:: What you are asked to do ::
Your answer should be only the lines below from the one with "Target: long black hair" to the one with "Target: sneaker", repeated exactly, ends included.

╭─ Records shown

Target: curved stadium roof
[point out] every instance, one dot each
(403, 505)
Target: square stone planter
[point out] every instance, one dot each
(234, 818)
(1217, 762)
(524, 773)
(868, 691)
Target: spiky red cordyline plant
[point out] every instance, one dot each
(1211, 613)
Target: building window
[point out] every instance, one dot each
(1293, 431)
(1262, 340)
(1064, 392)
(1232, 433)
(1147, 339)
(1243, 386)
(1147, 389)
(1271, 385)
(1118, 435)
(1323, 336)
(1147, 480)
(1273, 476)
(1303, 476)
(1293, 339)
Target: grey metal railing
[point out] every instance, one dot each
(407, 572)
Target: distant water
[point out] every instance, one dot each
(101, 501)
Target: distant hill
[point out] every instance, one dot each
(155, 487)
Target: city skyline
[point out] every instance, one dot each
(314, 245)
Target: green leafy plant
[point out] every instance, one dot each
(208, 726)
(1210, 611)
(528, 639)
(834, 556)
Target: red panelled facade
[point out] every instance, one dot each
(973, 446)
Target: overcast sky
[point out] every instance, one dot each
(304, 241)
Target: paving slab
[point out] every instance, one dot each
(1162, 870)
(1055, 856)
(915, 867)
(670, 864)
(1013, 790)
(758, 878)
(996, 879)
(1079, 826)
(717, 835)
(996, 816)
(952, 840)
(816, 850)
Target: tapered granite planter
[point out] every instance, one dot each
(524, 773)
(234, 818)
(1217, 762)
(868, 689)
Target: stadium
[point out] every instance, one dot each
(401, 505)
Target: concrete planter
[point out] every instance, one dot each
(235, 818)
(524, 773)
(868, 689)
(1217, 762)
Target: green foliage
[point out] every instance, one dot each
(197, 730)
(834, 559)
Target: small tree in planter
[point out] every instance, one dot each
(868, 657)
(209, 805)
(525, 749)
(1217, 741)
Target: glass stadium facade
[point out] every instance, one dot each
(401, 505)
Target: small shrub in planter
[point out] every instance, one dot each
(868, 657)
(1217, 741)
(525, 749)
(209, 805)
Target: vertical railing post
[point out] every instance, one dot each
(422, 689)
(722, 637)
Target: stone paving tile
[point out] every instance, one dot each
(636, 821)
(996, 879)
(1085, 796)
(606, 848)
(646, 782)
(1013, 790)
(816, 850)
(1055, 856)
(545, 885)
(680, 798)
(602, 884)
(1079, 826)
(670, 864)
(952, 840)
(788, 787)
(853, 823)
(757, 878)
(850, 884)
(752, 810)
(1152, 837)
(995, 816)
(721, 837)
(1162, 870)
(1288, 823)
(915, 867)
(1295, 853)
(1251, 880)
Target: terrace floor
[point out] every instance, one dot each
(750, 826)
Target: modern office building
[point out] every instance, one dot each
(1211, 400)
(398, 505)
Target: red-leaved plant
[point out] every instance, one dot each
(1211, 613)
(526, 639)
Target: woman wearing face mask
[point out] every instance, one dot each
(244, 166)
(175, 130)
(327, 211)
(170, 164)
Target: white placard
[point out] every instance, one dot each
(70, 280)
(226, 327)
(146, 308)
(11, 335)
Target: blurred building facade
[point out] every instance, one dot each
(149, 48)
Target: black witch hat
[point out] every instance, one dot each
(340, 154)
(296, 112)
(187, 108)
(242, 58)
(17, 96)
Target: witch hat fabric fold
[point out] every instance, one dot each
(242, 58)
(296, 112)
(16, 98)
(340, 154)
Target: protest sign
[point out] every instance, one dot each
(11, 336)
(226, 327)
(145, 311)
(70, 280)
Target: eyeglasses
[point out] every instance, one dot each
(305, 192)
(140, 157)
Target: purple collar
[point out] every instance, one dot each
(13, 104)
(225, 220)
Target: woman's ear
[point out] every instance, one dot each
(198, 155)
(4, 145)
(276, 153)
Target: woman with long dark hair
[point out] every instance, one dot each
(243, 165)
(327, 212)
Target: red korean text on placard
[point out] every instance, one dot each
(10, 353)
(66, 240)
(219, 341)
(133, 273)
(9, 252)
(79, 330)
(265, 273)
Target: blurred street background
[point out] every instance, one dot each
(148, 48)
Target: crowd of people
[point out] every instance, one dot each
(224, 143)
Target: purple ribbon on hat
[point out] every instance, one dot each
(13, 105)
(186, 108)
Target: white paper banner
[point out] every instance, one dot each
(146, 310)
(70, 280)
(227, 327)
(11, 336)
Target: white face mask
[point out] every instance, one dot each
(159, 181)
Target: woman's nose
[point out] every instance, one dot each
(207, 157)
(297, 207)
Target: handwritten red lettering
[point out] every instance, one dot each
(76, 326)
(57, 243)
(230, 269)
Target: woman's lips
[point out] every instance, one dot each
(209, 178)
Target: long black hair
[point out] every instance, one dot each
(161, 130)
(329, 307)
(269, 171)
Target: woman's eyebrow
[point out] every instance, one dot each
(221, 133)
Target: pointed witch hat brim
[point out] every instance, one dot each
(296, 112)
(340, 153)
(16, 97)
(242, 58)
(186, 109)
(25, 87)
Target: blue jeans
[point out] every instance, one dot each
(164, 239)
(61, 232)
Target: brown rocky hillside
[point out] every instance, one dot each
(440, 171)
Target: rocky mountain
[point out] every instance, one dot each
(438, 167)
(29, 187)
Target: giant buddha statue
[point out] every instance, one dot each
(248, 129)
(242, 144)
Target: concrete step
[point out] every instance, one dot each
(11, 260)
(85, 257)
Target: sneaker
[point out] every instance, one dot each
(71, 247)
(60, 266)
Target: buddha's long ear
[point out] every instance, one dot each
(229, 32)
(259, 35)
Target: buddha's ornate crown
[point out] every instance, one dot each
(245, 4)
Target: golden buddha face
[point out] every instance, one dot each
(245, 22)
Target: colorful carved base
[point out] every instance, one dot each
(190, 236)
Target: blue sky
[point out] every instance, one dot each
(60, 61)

╰─

:: Reply ::
Target: long black hair
[point out] every instance, one dot each
(161, 130)
(329, 307)
(269, 171)
Target: woman's eyebrow
[point out] every instance, one dot each
(221, 133)
Target: pointed witch hat brim
[point out] every instance, one dot each
(296, 112)
(340, 153)
(16, 97)
(242, 58)
(186, 109)
(25, 87)
Target: blue jeans
[point out] every instance, one dot each
(164, 239)
(61, 232)
Target: brown rocky hillside
[point out] every instance, one dot each
(440, 171)
Target: rocky mountain
[point out] every instance, one dot each
(438, 167)
(29, 187)
Target: giant buddha statue
[point out] every instance, one dot each
(248, 129)
(242, 144)
Target: concrete step
[point out] every instance, one dot each
(11, 260)
(85, 257)
Target: sneaker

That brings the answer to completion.